What to work on → Repeat every line of the material below, requests included, and add 96 to each coordinate in the answer points. Leave the numbers in the requests and their format samples unchanged.
++++
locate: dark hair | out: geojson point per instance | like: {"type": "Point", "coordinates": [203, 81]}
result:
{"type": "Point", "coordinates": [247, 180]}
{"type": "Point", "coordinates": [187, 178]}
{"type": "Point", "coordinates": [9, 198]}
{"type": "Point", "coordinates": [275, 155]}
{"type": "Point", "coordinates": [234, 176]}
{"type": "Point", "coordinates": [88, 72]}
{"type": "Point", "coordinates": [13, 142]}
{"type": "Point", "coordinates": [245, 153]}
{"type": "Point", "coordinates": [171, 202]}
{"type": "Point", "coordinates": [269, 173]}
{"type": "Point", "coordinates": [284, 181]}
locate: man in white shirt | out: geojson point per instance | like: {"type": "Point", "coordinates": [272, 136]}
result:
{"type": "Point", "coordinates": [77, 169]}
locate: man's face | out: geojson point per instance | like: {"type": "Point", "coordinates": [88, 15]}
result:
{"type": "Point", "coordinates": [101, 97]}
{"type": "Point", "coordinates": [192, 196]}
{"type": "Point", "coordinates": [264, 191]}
++++
Reply →
locate: dark hair | out: geojson point per instance | like: {"type": "Point", "coordinates": [203, 81]}
result:
{"type": "Point", "coordinates": [343, 276]}
{"type": "Point", "coordinates": [283, 274]}
{"type": "Point", "coordinates": [105, 294]}
{"type": "Point", "coordinates": [371, 251]}
{"type": "Point", "coordinates": [330, 272]}
{"type": "Point", "coordinates": [184, 168]}
{"type": "Point", "coordinates": [109, 238]}
{"type": "Point", "coordinates": [341, 249]}
{"type": "Point", "coordinates": [267, 298]}
{"type": "Point", "coordinates": [365, 269]}
{"type": "Point", "coordinates": [380, 277]}
locate: man in white shirt | out: geojson point per instance | like: {"type": "Point", "coordinates": [272, 136]}
result:
{"type": "Point", "coordinates": [173, 265]}
locate: man's face | out: geojson point per instance | like: {"type": "Point", "coordinates": [88, 15]}
result:
{"type": "Point", "coordinates": [197, 193]}
{"type": "Point", "coordinates": [288, 292]}
{"type": "Point", "coordinates": [360, 287]}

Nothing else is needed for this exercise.